- [TASK DESCRIPTION]: An exact, word-for-word copy of the entries is required, beginning at the line that contains "# put a dot on each instance of the distant" and ending at the last line, both included.

- [DATA SUPPLIED]:
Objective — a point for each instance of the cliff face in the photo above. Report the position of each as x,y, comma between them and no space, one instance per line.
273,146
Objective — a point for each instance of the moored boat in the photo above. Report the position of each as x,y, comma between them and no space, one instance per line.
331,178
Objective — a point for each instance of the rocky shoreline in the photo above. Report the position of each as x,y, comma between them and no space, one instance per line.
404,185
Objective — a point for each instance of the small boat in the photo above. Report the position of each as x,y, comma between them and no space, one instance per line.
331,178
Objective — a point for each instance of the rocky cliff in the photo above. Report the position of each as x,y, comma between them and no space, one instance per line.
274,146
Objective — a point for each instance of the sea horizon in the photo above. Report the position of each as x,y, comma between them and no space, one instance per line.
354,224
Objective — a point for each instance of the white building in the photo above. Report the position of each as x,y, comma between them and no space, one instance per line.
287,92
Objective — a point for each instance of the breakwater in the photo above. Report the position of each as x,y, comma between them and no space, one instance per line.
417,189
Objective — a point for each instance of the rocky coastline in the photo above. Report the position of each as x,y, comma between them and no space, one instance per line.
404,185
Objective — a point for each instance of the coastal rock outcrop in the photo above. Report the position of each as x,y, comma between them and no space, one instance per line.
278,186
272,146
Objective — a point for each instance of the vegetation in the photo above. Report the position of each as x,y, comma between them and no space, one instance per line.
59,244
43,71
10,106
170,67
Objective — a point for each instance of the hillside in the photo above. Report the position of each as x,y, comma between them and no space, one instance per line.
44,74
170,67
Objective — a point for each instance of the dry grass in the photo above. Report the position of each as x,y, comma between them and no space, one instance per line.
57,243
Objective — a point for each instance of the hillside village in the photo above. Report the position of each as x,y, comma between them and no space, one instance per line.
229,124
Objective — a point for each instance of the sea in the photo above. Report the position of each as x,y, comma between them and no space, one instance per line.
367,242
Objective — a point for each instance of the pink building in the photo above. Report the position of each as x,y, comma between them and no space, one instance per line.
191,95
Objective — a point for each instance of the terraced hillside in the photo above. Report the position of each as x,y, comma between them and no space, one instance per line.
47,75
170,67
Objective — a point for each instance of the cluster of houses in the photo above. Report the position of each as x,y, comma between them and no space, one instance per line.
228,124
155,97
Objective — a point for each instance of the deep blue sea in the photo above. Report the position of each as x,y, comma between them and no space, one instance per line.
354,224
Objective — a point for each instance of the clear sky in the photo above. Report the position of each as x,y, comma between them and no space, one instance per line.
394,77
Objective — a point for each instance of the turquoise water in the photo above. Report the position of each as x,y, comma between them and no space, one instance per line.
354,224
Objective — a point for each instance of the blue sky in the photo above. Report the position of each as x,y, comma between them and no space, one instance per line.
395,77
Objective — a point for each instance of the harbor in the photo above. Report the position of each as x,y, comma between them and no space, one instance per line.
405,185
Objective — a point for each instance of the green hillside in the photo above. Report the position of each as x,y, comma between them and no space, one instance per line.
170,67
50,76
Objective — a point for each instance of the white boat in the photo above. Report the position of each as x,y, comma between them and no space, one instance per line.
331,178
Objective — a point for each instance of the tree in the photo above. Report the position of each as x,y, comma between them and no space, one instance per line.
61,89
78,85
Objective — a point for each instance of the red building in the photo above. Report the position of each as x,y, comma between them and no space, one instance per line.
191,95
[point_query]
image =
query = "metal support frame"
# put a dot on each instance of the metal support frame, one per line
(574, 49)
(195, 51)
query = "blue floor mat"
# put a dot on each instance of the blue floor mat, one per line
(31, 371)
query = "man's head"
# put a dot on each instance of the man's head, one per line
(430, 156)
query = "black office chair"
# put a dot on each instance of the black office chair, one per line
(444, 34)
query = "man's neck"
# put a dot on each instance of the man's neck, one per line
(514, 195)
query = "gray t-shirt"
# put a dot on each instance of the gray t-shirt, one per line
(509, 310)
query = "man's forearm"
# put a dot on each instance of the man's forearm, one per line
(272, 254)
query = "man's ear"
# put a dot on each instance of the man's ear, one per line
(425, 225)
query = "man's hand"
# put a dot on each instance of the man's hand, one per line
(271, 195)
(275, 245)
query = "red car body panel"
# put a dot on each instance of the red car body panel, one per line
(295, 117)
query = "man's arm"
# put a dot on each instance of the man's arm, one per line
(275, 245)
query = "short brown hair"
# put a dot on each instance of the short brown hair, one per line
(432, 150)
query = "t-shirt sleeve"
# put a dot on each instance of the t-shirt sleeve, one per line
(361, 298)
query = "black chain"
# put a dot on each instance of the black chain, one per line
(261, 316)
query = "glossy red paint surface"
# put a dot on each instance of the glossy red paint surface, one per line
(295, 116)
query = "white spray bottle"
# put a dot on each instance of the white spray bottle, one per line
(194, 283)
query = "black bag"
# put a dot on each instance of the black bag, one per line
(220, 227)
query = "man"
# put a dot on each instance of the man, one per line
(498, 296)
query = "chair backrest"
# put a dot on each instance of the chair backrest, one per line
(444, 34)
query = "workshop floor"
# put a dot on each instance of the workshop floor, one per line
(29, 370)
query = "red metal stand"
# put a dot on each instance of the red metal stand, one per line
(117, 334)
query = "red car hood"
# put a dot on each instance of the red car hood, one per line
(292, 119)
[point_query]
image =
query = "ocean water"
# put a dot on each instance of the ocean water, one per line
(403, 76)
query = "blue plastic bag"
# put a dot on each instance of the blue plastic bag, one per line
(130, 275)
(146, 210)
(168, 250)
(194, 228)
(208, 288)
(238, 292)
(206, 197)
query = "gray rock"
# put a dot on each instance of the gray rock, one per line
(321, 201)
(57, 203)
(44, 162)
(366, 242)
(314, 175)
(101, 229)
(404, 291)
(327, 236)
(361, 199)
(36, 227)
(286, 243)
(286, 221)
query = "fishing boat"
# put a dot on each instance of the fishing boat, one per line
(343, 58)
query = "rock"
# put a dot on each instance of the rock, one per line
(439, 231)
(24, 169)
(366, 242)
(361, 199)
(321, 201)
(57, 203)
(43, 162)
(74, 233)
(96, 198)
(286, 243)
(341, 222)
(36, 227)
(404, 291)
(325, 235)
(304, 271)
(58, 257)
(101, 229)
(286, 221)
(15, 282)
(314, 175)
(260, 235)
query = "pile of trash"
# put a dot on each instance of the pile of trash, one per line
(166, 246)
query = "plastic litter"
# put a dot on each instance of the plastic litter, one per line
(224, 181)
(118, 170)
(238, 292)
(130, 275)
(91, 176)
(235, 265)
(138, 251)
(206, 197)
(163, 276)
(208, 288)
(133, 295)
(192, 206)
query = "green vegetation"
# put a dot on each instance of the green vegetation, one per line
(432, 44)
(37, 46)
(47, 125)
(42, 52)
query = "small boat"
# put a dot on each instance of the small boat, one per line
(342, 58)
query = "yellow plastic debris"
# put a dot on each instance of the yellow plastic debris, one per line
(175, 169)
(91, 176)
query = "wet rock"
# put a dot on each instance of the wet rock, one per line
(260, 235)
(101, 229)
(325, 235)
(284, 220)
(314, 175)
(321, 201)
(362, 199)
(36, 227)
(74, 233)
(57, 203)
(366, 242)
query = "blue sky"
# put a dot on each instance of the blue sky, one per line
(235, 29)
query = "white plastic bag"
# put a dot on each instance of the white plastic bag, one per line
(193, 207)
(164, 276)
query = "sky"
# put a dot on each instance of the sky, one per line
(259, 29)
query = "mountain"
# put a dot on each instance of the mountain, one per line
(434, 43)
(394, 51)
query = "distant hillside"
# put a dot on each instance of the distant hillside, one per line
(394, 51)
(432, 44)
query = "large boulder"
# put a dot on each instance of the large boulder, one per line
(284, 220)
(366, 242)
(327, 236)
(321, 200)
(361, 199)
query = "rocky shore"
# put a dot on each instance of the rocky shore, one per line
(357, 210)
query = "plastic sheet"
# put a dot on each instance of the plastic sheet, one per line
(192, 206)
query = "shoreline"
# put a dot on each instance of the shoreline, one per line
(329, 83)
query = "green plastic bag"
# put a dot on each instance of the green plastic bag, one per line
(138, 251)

- [TASK SOLUTION]:
# put a dot on each instance of the distant hillside, one per line
(394, 51)
(432, 44)
query = "large boulder"
# put a dot on each instance of the large boulder, one per line
(284, 220)
(366, 242)
(327, 236)
(321, 200)
(361, 199)
query = "rocky shore"
# put a dot on each instance of the rocky shore, one per line
(357, 210)
query = "plastic sheet"
# put a dot on each instance of the plastic sheet, one per line
(192, 206)
query = "shoreline"
# put a dot on each instance of the shoreline, one per line
(329, 83)
query = "green plastic bag"
# put a dot on each instance of the green plastic bag, one per line
(138, 251)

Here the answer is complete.